Take all the material and copy it exactly.

--- start of RECORDS SUPPLIED ---

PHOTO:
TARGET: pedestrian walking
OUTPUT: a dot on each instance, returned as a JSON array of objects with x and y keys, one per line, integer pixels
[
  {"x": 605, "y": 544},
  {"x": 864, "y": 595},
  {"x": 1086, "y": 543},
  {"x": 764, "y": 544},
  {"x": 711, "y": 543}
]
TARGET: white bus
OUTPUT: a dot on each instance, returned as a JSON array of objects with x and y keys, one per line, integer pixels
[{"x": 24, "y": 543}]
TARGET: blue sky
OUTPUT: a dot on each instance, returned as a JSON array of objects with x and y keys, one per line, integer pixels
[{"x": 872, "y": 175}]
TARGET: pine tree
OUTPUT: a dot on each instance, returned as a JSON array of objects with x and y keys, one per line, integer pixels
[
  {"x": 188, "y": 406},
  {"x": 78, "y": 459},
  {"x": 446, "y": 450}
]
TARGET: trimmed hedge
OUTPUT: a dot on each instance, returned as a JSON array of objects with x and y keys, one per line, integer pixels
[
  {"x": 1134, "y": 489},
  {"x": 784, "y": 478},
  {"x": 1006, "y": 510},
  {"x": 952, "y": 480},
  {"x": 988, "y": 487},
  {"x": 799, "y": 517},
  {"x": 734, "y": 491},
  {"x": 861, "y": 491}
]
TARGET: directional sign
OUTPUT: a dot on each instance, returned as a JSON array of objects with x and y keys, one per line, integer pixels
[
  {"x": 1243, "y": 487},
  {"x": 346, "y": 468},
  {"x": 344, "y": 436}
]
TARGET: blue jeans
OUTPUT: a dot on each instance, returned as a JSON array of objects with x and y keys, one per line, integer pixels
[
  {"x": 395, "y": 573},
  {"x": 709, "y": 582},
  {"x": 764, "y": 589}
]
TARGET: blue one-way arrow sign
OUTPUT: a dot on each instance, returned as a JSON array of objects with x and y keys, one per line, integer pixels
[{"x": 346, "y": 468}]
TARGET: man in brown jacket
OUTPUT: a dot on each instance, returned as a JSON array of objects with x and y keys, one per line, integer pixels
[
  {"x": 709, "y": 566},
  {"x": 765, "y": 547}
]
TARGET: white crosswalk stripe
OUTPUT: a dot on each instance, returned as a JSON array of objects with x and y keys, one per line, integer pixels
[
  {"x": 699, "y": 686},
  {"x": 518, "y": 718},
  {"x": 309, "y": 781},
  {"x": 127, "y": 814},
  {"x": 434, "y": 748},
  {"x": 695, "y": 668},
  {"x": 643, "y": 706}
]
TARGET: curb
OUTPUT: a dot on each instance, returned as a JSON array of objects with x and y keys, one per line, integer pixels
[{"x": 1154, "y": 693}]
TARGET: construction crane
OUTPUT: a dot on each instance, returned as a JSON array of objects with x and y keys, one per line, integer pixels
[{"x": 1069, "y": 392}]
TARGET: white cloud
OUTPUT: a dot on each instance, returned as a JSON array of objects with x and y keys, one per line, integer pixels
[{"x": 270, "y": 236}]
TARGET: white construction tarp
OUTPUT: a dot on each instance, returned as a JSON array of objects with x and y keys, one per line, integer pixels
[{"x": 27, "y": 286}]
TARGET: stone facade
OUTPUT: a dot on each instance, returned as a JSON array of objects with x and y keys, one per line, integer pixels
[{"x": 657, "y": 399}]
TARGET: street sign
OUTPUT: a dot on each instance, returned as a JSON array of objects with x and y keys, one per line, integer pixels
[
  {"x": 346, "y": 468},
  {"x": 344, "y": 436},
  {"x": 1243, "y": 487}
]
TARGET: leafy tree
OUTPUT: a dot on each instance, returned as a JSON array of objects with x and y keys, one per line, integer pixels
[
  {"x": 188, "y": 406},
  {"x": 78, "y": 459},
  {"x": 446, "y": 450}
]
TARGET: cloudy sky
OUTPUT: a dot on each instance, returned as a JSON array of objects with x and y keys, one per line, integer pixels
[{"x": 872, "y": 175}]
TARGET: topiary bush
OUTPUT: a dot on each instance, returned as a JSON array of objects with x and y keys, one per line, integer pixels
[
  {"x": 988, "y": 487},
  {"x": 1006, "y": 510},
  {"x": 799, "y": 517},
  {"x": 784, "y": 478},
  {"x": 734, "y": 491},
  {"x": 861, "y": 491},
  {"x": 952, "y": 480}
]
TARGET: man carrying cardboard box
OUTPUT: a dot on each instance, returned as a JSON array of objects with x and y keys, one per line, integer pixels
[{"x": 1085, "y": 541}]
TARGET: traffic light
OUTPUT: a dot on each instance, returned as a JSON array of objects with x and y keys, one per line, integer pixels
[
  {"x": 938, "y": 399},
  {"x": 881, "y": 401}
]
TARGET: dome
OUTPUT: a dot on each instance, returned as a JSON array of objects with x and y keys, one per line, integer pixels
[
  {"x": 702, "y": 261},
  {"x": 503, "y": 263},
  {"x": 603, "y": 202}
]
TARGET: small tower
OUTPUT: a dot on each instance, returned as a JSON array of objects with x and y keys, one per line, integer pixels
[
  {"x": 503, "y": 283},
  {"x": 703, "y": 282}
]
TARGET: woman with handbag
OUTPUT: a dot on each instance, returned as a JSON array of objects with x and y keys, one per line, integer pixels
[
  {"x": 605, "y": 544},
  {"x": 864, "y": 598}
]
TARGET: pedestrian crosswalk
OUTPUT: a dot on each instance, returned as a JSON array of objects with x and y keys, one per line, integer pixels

--- end of RECORDS SUPPLIED ---

### IN RESPONSE
PHOTO:
TARGET: pedestrian walking
OUTPUT: a dot on each instance, returned as a JSON array of objects with x and y keys, one per line, integer pixels
[
  {"x": 605, "y": 544},
  {"x": 864, "y": 595},
  {"x": 1086, "y": 543},
  {"x": 764, "y": 544},
  {"x": 711, "y": 543}
]
TARGET: white bus
OUTPUT: a dot on each instance, returned as a JSON array of objects with x and y keys, one per line, integer pixels
[{"x": 24, "y": 543}]
TARGET: blue sky
OUTPUT: a dot on each instance, returned as a JSON array of objects with x and y keys, one per line, integer pixels
[{"x": 872, "y": 175}]
TARGET: pine tree
OUTPUT: a dot on each instance, returned as a JSON array of objects with x and y keys, one per line, integer pixels
[
  {"x": 188, "y": 406},
  {"x": 78, "y": 459},
  {"x": 446, "y": 450}
]
TARGET: trimmed hedge
OUTPUT: a dot on each instance, returned as a JSON array of objects with x and y keys, one per line, integer pixels
[
  {"x": 1134, "y": 489},
  {"x": 784, "y": 478},
  {"x": 1006, "y": 510},
  {"x": 952, "y": 480},
  {"x": 988, "y": 487},
  {"x": 799, "y": 517},
  {"x": 734, "y": 491},
  {"x": 861, "y": 491}
]
TARGET: directional sign
OUTPUT: a dot on each instance, returned as a JSON array of objects with x and y keys, one per line, integer pixels
[
  {"x": 1243, "y": 487},
  {"x": 346, "y": 468},
  {"x": 344, "y": 436}
]
TARGET: blue jeans
OUTPUT: a dot on each instance, returned as a JSON array of objects with x and y keys, one per line, integer pixels
[
  {"x": 395, "y": 573},
  {"x": 709, "y": 582},
  {"x": 764, "y": 589}
]
TARGET: blue one-way arrow sign
OUTPUT: a dot on each instance, returned as a JSON array of objects with x and y keys, one per line, integer pixels
[{"x": 346, "y": 468}]
TARGET: man in brown jacket
OUTPUT: a dot on each instance, returned as a JSON array of objects with x and y keys, one per line, integer pixels
[
  {"x": 709, "y": 566},
  {"x": 765, "y": 547}
]
TARGET: white crosswalk stripe
OUTPUT: a dot on each instance, returned as a JSON array of objects with x and y keys, one per line, integer pixels
[
  {"x": 699, "y": 686},
  {"x": 518, "y": 718},
  {"x": 309, "y": 781},
  {"x": 127, "y": 814},
  {"x": 434, "y": 748},
  {"x": 695, "y": 668},
  {"x": 643, "y": 706}
]
TARGET: curb
OUTPUT: a dot on each instance, returned as a JSON array of objects with x and y keys, one per line, integer pixels
[{"x": 1154, "y": 693}]
TARGET: construction crane
OUTPUT: a dot on each instance, returned as a JSON array of objects with x and y keys, one per line, integer pixels
[{"x": 1069, "y": 392}]
TARGET: white cloud
OUTPUT: a dot on each instance, returned as a JSON array of objects with x and y keys, one per line, integer pixels
[{"x": 270, "y": 236}]
TARGET: white construction tarp
OUTPUT: a dot on each instance, returned as a JSON array of objects with x and y keys, one per line, integer pixels
[{"x": 27, "y": 286}]
TARGET: stone facade
OUTPUT: a dot on each instance, returned as a JSON array of objects with x and y keys, one per line, integer pixels
[{"x": 657, "y": 399}]
TARGET: street sign
OUTPUT: a dot on each instance, returned as a JSON array of objects with x and y keys, one per line, integer pixels
[
  {"x": 346, "y": 468},
  {"x": 344, "y": 436},
  {"x": 1243, "y": 487}
]
TARGET: leafy tree
OUTPUT: a dot on each instance, returned as a JSON array of objects with x and y keys, one per line, integer pixels
[
  {"x": 188, "y": 406},
  {"x": 78, "y": 459},
  {"x": 446, "y": 450}
]
TARGET: cloudy sky
OUTPUT: a dot on each instance, returned as a JSON array of objects with x and y keys, one per line, integer pixels
[{"x": 872, "y": 175}]
TARGET: topiary bush
OUTPUT: a dot on each instance, returned as a JSON array of objects with x and y keys, one per line, integer pixels
[
  {"x": 988, "y": 487},
  {"x": 1006, "y": 510},
  {"x": 799, "y": 517},
  {"x": 784, "y": 478},
  {"x": 734, "y": 491},
  {"x": 861, "y": 491},
  {"x": 952, "y": 480}
]
TARGET: man carrying cardboard box
OUTPUT: a dot on each instance, returned as a JSON array of objects with x and y keys, one per line, integer pixels
[{"x": 1085, "y": 541}]
TARGET: traffic light
OUTPUT: a dot on each instance, returned as a JSON array of objects with x and y keys, one per line, integer pixels
[
  {"x": 938, "y": 399},
  {"x": 881, "y": 401}
]
TARGET: dome
OUTPUT: a dot on each instance, returned as a JSON array of objects with x and y keys, one per line, integer pixels
[
  {"x": 702, "y": 261},
  {"x": 503, "y": 263},
  {"x": 603, "y": 202}
]
TARGET: small tower
OUTPUT: a dot on each instance, returned as a JSON array of objects with x and y keys, one per line, integer pixels
[
  {"x": 503, "y": 283},
  {"x": 703, "y": 282}
]
TARGET: woman with handbag
OUTPUT: a dot on each instance, returned as a JSON array of objects with x and y keys, one per line, integer pixels
[
  {"x": 605, "y": 544},
  {"x": 864, "y": 598}
]
TARGET: pedestrian crosswalk
OUTPUT: a dot on each instance, returned as a JSON array of objects with x and y keys, one per line, integer pixels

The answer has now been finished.